Your instructions: All of the entries below should be copied exactly as they appear.

Top of Data for analysis

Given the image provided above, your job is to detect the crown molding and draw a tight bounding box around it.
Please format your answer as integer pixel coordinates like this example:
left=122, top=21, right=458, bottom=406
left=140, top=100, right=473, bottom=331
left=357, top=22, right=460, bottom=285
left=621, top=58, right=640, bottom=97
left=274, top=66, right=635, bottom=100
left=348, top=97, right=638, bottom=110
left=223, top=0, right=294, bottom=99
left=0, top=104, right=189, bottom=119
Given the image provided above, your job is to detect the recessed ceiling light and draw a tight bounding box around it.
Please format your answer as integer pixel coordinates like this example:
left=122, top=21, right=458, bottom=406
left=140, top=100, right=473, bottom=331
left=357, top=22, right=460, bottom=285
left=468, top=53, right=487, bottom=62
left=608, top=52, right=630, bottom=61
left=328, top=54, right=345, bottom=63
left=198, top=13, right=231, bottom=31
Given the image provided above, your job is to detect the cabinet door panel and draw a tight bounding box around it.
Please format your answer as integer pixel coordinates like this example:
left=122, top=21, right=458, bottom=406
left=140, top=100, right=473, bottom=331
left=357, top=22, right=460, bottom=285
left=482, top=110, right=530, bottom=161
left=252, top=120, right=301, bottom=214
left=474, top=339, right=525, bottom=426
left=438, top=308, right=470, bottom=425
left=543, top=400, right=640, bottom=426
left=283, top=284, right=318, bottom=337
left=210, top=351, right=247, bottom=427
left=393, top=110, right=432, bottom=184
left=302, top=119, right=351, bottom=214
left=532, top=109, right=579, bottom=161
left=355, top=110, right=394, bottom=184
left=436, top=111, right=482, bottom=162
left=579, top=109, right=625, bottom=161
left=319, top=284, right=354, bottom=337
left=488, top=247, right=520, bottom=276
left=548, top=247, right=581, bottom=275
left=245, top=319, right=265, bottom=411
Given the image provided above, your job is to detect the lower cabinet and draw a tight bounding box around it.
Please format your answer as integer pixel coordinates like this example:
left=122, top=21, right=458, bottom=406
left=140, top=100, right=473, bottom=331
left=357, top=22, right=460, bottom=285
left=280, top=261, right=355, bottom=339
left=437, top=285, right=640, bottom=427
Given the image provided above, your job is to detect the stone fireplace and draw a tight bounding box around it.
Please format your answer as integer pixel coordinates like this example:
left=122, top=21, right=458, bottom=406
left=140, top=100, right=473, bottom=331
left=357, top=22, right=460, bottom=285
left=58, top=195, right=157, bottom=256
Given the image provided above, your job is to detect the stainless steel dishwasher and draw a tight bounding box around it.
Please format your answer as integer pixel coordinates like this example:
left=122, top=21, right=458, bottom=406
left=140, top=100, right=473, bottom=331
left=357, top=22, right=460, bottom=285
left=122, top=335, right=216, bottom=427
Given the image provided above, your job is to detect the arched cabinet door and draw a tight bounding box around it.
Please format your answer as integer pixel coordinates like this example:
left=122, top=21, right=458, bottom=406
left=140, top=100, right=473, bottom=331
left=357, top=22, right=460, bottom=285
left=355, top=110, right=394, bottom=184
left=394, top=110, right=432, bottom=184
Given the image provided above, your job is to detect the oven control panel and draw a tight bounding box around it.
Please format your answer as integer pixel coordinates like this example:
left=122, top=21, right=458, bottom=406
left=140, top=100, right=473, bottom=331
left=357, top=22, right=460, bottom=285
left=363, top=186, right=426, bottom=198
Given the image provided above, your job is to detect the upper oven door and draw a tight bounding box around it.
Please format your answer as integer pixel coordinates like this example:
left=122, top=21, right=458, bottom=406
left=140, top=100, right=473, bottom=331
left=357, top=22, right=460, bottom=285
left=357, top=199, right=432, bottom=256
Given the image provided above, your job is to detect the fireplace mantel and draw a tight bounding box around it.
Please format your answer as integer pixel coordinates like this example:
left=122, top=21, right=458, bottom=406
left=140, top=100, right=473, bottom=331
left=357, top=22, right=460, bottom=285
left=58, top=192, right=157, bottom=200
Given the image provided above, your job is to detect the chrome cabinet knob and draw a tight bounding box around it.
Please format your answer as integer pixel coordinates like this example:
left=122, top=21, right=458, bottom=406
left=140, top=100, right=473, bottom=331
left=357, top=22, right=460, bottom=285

Bottom of Data for analysis

Your solution:
Given the image provided above, your job is to detect the crown molding and draw a tight bounding box around it.
Please format your answer as integer pixel coordinates like this example:
left=122, top=21, right=458, bottom=406
left=140, top=100, right=473, bottom=331
left=357, top=22, right=460, bottom=285
left=621, top=58, right=640, bottom=97
left=274, top=66, right=635, bottom=100
left=348, top=97, right=638, bottom=110
left=223, top=0, right=294, bottom=99
left=0, top=104, right=189, bottom=119
Given the image provided above, your job is to detect the recessed ceiling light and draw a tight bounding box around it.
Please format your answer as integer pixel coordinates like this example:
left=122, top=21, right=458, bottom=406
left=140, top=100, right=473, bottom=331
left=357, top=22, right=460, bottom=285
left=468, top=53, right=487, bottom=62
left=608, top=52, right=630, bottom=61
left=328, top=54, right=345, bottom=63
left=198, top=13, right=231, bottom=31
Given the image provided above, your job is to detect the cabinet door panel and draw a tight bounding box around it.
Please format your answer as integer pixel coordinates like this example:
left=122, top=21, right=458, bottom=406
left=140, top=100, right=473, bottom=331
left=357, top=22, right=460, bottom=285
left=482, top=110, right=530, bottom=161
left=252, top=120, right=301, bottom=214
left=474, top=339, right=525, bottom=426
left=438, top=308, right=470, bottom=425
left=543, top=400, right=640, bottom=426
left=283, top=284, right=318, bottom=337
left=210, top=351, right=247, bottom=427
left=393, top=110, right=432, bottom=184
left=302, top=119, right=351, bottom=214
left=532, top=109, right=579, bottom=161
left=355, top=110, right=394, bottom=184
left=436, top=111, right=482, bottom=162
left=579, top=109, right=625, bottom=161
left=319, top=284, right=354, bottom=337
left=488, top=247, right=520, bottom=276
left=548, top=247, right=581, bottom=275
left=245, top=319, right=265, bottom=411
Given the image provided above, your job is to detect the lower cabinet and draw a tight bounding box around it.
Please format your answer as integer pixel coordinates like this example:
left=122, top=21, right=458, bottom=406
left=140, top=100, right=473, bottom=331
left=357, top=22, right=460, bottom=285
left=280, top=261, right=355, bottom=339
left=437, top=285, right=640, bottom=427
Given the image provided above, your job is to detect the stone fireplace and draw a tight bounding box around it.
Please format your answer as integer pixel coordinates like this example:
left=122, top=21, right=458, bottom=406
left=140, top=100, right=473, bottom=331
left=357, top=22, right=460, bottom=285
left=58, top=195, right=157, bottom=256
Given the image provided above, your job is to detect the stainless steel dishwasher and draw a tight bounding box around it.
Please format your answer as integer pixel coordinates like this example:
left=122, top=21, right=458, bottom=406
left=140, top=100, right=473, bottom=331
left=357, top=22, right=460, bottom=285
left=122, top=335, right=216, bottom=427
Given the image provided above, your job is to detect the arched cabinet door and draw a tight bounding box around it.
Please format your answer as integer pixel coordinates like this example:
left=122, top=21, right=458, bottom=406
left=140, top=100, right=473, bottom=331
left=357, top=22, right=460, bottom=285
left=355, top=110, right=394, bottom=184
left=394, top=110, right=432, bottom=184
Given the image provided above, your job is to detect the oven control panel and draw a tight bounding box around it.
Please format your answer as integer pixel coordinates like this example:
left=122, top=21, right=458, bottom=406
left=140, top=100, right=473, bottom=331
left=357, top=22, right=460, bottom=285
left=363, top=186, right=426, bottom=198
Given the image provided above, your job is to detect the upper oven door and draw a tight bounding box around it.
Please format your answer as integer pixel coordinates like this example:
left=122, top=21, right=458, bottom=406
left=140, top=100, right=473, bottom=331
left=357, top=22, right=460, bottom=285
left=357, top=199, right=432, bottom=256
Given the image provided above, your job is to detect the fireplace mantel and draw a tight bounding box around it.
Please format your answer as integer pixel coordinates like this example:
left=122, top=21, right=458, bottom=406
left=140, top=100, right=473, bottom=331
left=357, top=22, right=460, bottom=285
left=58, top=192, right=157, bottom=200
Given the image provided above, your job is to detect the chrome cabinet knob and draw a tight bounding box around it.
Please format your answer as integer pixel coordinates like this example:
left=122, top=21, right=458, bottom=406
left=140, top=100, right=473, bottom=331
left=357, top=22, right=460, bottom=285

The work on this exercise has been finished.